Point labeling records
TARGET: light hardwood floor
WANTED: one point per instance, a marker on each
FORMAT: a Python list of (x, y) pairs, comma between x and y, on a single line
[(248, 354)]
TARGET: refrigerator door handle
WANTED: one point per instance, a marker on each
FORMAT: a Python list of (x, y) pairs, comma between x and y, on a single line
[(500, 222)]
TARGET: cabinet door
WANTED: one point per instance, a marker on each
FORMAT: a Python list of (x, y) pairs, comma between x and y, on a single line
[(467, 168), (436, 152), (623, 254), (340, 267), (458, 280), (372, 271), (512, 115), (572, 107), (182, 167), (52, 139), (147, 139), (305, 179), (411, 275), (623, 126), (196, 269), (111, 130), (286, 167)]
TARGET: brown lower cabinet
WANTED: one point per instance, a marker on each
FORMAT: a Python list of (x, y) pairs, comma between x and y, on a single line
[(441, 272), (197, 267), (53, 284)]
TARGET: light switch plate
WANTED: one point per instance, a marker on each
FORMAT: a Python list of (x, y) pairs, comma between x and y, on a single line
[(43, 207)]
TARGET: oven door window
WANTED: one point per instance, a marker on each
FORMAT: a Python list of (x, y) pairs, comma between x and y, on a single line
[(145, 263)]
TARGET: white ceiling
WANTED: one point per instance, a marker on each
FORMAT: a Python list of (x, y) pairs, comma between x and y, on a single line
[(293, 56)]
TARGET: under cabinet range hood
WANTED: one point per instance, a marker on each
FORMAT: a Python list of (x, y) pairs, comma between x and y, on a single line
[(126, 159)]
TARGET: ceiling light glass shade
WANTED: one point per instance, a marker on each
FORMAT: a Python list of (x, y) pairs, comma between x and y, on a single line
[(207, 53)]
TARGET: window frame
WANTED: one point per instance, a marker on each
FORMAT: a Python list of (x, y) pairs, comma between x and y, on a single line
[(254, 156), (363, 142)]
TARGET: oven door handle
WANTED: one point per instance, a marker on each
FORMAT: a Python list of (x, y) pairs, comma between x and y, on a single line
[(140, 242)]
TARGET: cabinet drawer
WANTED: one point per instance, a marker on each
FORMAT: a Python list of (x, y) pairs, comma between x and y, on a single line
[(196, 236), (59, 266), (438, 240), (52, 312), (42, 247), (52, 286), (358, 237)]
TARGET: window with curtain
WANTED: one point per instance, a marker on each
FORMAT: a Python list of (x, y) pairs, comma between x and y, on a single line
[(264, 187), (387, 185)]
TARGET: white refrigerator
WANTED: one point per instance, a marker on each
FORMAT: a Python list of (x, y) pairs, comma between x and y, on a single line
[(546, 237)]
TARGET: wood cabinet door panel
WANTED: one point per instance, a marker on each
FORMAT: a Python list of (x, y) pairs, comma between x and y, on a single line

■ Problem to work on
Could you rewrite every line of the records above as a numbered list, leaving out any blank lines?

■ Output of the exercise
1. TARGET: light hardwood floor
2. WANTED: one point per instance, a marker on each
3. FORMAT: a Python list of (x, y) pairs, comma between x and y, on a single line
4. [(248, 354)]
5. TARGET: refrigerator door handle
6. WANTED: one point per instance, a marker on each
7. FORMAT: a Python list of (x, y) pairs, comma between x and y, on a single line
8. [(500, 222)]
9. TARGET: cabinet door
10. WANTED: one point per instance, a marker on each
11. FORMAT: a Python list of (x, y) pairs, comma between x and y, on a single line
12. [(467, 168), (436, 152), (623, 254), (340, 267), (458, 280), (372, 271), (512, 115), (572, 107), (182, 167), (52, 139), (147, 139), (305, 179), (411, 275), (623, 126), (196, 269), (111, 130), (286, 167)]
13. TARGET: brown lower cabinet
14. WANTED: one point per instance, a marker on each
15. FORMAT: a Python list of (x, y) pairs, comma between x and y, on a single line
16. [(441, 272), (197, 267), (53, 284)]
17. TARGET: light switch plate
18. WANTED: one point per instance, a marker on each
19. FORMAT: a Python list of (x, y) pairs, comma between x and y, on a single line
20. [(43, 207)]
21. TARGET: oven door window
22. WANTED: one point per instance, a marker on each
23. FORMAT: a Python list of (x, y) pairs, comma between x and y, on a single line
24. [(145, 263)]
25. TARGET: white ceiling
26. WANTED: one point per instance, a marker on each
27. FORMAT: a Python list of (x, y) pairs, comma between x and y, on a single line
28. [(293, 56)]
29. TARGET: under cabinet range hood
30. WANTED: one point per instance, a marker on each
31. FORMAT: a Python list of (x, y) pairs, comma between x and y, on a single line
32. [(126, 159)]
33. TARGET: ceiling light glass shade
34. WANTED: one point per instance, a marker on each
35. FORMAT: a Python list of (x, y) pairs, comma between x and y, on a single line
36. [(207, 53)]
37. TARGET: window frame
38. WANTED: one point per instance, a marker on each
39. FORMAT: a Python list of (x, y) pairs, comma between x and y, on a single line
40. [(254, 156), (363, 142)]
41. TARGET: oven door handle
42. WANTED: one point per instance, a marker on each
43. FORMAT: a Python list of (x, y) pairs, comma between x and y, on a single line
44. [(140, 242)]
45. TARGET: cabinet drawer
46. WANTED: one point per instance, a marker on each
47. FORMAT: a Python list of (x, y) pairs, comma between x and y, on a single line
48. [(196, 236), (59, 266), (438, 240), (52, 312), (42, 247), (52, 286), (358, 237)]
49. TARGET: window with curtain
50. WANTED: one point per instance, a marker on each
51. FORMAT: a Python list of (x, y) pairs, comma between x and y, on a single line
52. [(264, 187), (387, 185)]
53. TARGET: white refrigerator
54. WANTED: one point per instance, a marker on each
55. FORMAT: a Python list of (x, y) pairs, comma between x and y, on a single line
56. [(546, 237)]
57. TARGET: wood cabinet door panel
58. WANTED: one point per instance, a marker on each
59. FORMAT: a Python list of (x, y) pairs, comma between x and y, on a single line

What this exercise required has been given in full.